A collection of four unassuming and quietly magnificent short documentaries. These 'four portraits of post war Britain' are precious little gems. They show a slice of life that was on the cusp of significant change.
This magical history tour will be one of the year’s filmgoing highlights for all those lucky enough to see it. With this small gem, the under-recognised John Krish (b.1923) should be added to the leading lights of British documentary film-making. ‘A Day in the Life’, four portraits of post-war Britain, furnishes ample proof of his resourcefulness and artistry. A prime example is ‘The Elephant Will Never Forget’ commissioned in 1953 to commemorate the closure of London’s tramways It shows the trams in their dying day, depicting an elderly couple taking their last shilling-all-day ride around town. The music-hall song ‘Riding on Top of the Car’ accompanies this farewell to an era, capped with haunting images of charred tram carcasses after their demolition. ‘They Took Us to the Sea’ (1961) and ‘Our School’ (1962) focus on childhood experience with wry compassion and humour. The last film ‘’I Think They Call Him John’ is a heartbreaking portrait of a widowed St. John’s Wood war veteran going about his solitary daily rituals designed to call attention to the indifference of British society towards its elderly. The crystal-clear social agendas Krish was exploring have an emotional pull that time has only made more poignant.

▸ **Problem A**
In the review of John Krish's documentaries, what was 'The Elephant Will Never Forget' commissioned to commemorate?
▸ **Problem B**
Resume the review of John Krish's documentaries after its last sentence, adding a short paragraph.

▸ **Information shown**
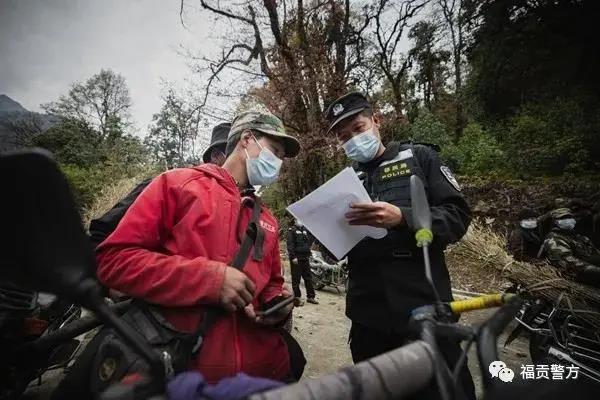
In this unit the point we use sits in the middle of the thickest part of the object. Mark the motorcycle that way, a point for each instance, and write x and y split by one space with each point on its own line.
27 316
328 274
58 239
558 336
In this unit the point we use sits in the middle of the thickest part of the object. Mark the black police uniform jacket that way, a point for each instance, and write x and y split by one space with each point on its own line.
387 276
299 242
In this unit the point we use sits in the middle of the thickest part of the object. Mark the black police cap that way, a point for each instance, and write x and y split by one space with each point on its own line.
218 138
344 107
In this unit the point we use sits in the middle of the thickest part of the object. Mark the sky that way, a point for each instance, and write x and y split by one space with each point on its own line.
46 45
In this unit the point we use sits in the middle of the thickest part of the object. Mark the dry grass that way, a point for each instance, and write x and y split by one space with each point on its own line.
485 251
109 196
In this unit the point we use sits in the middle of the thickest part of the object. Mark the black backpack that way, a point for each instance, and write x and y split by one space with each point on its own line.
102 227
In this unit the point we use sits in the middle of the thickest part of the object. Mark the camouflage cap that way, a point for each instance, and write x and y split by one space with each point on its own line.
561 213
267 124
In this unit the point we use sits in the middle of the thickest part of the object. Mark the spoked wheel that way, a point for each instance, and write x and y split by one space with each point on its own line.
317 282
539 346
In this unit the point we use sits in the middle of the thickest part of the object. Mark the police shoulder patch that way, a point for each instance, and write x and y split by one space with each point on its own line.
449 177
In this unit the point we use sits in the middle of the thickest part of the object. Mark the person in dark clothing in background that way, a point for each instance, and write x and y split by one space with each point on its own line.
299 243
387 276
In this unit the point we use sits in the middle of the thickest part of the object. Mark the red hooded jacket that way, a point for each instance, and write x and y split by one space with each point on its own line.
171 249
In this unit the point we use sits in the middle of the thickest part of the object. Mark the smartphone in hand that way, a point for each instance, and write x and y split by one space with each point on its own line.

▸ **Final answer A**
The closure of London's tramways.

▸ **Final answer B**
Tim Robey, The Daily Telegraph April 2010
The British Film Institute has re-released this quartet of short films from the 50’s and early 60’s about British public life by documentarist John Krish. They are heart-stopping social-realist monochrome visions of the way we lived then and immersing yourself in these beautifully photographed and sparely related films is a fascinating experience. Britain looked pinched, starved, a little depressed – more than ready for the Beatles first LP. ‘The Elephant Will Never Forget’ (1953) is an elegiac farewell to the London trams. ‘They Took Us To The Sea’ (1961) is a record of an NSPCC sponsored day out at the seaside. ‘Our School’ (1962), a portrait of the classroom style of teachers at a Hertfordshire secondary modern and ‘I Think They Call Him John’ is a desperately sad picture of a widower’s life, with all its silent loneliness. This piece contains Krish’s brilliant remark that the old are like “an army of strangers we have no intention of joining”.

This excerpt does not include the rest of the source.